* [STATED EXERCISE 1]
Return every line of the rows below that contains the string "trailer". Case counts.

* [SOURCE PASSAGE]

┌────────

This is just one example of the danger, and absurdity, associated with breed specific legislation.

A Federal court hearing requesting the immediate return of Snickers to Officer Sak is scheduled for December 28th at 9:00am in Sioux City, IA. Animal Farm Foundation has arranged for representation for Officer Sak and will be traveling to Iowa to help Officer Sak fight for the right to keep his service dog. This hearing is OPEN TO THE PUBLIC - Please help by showing your support. Please also take a moment to check out this video.

Monday, December 19, 2011

Increased Sensitivity

I am very emotional lately. Shocker. I miss my husband.

This is not limited to random sobbing fits when hearing this song come up on my playlist...

http://youtu.be/0lyOZtKIAGI

That's tough... but I'm also prone to fits of unbridled and agape love for my husband and my family and friends.

What I'm saying is...

└────────

* [RECORDS PROVIDED]
┌────────

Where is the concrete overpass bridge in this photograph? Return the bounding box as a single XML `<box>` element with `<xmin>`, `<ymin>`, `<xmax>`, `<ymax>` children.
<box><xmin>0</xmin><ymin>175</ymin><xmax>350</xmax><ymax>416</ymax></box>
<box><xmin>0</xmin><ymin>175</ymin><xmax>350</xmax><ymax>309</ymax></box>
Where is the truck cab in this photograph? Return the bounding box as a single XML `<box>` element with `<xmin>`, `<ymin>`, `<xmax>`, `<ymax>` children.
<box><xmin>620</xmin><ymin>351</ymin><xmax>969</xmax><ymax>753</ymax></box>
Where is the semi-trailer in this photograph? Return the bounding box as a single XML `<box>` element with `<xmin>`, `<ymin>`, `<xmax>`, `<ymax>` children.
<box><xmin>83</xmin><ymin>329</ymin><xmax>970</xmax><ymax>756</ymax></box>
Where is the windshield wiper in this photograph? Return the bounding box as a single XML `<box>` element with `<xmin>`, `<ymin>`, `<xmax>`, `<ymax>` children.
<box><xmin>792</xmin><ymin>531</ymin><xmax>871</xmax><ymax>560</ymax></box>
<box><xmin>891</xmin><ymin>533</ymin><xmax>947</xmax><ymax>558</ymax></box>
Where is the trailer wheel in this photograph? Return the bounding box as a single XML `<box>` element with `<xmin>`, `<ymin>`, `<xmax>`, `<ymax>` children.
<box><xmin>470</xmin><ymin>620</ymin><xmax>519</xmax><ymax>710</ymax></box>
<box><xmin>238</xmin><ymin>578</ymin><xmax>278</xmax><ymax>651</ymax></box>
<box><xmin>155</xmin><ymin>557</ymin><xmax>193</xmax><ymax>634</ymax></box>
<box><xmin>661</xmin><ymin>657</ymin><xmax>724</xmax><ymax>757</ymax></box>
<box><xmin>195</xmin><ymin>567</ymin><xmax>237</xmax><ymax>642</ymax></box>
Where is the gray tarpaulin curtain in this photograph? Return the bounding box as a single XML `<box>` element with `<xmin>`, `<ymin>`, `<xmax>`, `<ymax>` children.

└────────

* [STATED EXERCISE 2]
Print the part of the blog excerpt above word for word, starting with "Increased Sensitivity" and going on through "I'm saying is...".

* [WRITTEN RESPONSE 1]
Where is the semi-trailer in this photograph? Return the bounding box as a single XML `<box>` element with `<xmin>`, `<ymin>`, `<xmax>`, `<ymax>` children.
Where is the trailer wheel in this photograph? Return the bounding box as a single XML `<box>` element with `<xmin>`, `<ymin>`, `<xmax>`, `<ymax>` children.

* [WRITTEN RESPONSE 2]
Increased Sensitivity

I am very emotional lately. Shocker. I miss my husband.

This is not limited to random sobbing fits when hearing this song come up on my playlist...

http://youtu.be/0lyOZtKIAGI

That's tough... but I'm also prone to fits of unbridled and agape love for my husband and my family and friends.

What I'm saying is...